**What is asked:** Show every line of the data below that contains the word "jacket".

Rows from a dataset:
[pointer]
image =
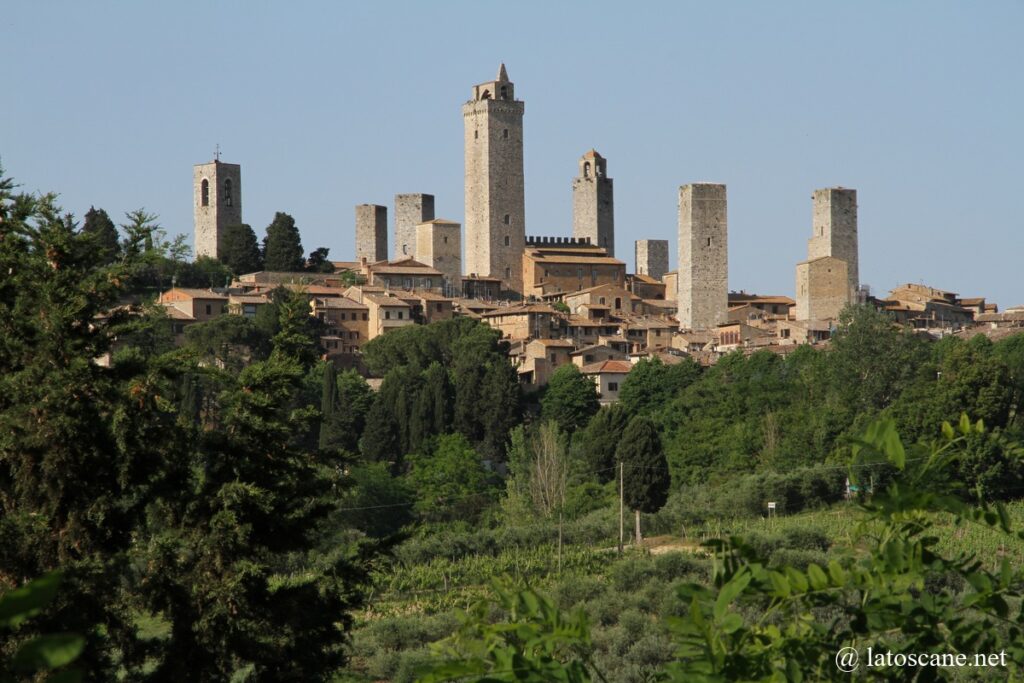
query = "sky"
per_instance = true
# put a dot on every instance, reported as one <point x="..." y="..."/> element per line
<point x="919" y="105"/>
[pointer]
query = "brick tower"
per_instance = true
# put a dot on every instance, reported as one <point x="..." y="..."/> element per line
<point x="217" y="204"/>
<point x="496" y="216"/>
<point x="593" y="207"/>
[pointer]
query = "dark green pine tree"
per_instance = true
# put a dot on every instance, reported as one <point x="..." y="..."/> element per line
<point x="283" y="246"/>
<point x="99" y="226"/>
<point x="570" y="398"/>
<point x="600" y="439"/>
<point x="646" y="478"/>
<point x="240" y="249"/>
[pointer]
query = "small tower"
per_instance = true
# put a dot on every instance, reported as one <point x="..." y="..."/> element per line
* * *
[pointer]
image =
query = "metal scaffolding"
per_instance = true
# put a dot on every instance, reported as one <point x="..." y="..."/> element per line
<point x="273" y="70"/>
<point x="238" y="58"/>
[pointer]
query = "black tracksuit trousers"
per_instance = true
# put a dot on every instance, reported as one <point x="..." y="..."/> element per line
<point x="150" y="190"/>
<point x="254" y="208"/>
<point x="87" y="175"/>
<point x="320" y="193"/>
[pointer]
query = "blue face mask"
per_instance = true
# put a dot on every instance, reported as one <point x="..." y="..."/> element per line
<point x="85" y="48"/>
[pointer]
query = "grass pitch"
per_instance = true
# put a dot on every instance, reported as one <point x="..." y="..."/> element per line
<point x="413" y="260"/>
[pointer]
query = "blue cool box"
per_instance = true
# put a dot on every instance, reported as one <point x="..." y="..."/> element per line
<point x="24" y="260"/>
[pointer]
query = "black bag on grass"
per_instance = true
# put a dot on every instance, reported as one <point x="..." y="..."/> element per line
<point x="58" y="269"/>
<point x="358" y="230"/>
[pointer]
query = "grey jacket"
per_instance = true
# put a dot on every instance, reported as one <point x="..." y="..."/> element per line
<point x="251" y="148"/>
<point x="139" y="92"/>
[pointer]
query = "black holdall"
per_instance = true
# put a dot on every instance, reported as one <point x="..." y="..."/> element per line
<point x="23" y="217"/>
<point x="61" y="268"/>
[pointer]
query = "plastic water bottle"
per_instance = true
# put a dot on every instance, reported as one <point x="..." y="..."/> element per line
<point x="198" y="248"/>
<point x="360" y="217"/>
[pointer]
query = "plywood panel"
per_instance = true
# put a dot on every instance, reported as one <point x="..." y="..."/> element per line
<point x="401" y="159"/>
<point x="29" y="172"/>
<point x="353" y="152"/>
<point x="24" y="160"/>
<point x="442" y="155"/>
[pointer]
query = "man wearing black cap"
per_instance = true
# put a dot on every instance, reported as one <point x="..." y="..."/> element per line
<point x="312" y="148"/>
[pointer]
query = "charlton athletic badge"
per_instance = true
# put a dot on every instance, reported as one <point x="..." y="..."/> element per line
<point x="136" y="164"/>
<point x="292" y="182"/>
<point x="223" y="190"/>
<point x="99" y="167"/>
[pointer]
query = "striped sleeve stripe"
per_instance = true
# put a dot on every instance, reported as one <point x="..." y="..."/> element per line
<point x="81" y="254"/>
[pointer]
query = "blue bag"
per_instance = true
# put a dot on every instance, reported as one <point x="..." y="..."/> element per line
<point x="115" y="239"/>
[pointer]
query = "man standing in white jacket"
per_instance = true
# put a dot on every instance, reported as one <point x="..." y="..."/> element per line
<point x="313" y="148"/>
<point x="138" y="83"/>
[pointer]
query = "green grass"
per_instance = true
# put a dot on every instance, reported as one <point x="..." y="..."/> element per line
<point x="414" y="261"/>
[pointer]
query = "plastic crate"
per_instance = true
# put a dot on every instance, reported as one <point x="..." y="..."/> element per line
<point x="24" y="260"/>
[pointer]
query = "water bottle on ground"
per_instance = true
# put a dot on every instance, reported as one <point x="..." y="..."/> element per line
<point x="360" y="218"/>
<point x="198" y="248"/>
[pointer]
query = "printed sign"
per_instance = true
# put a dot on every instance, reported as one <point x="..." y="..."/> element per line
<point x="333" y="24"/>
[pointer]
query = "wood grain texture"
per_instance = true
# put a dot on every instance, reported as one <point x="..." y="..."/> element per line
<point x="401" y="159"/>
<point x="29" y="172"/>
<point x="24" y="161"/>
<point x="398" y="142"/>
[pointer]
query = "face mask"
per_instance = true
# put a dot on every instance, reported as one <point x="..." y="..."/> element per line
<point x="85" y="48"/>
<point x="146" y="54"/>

**Correct response:**
query = "grey jacket"
query = "man standing in white jacket"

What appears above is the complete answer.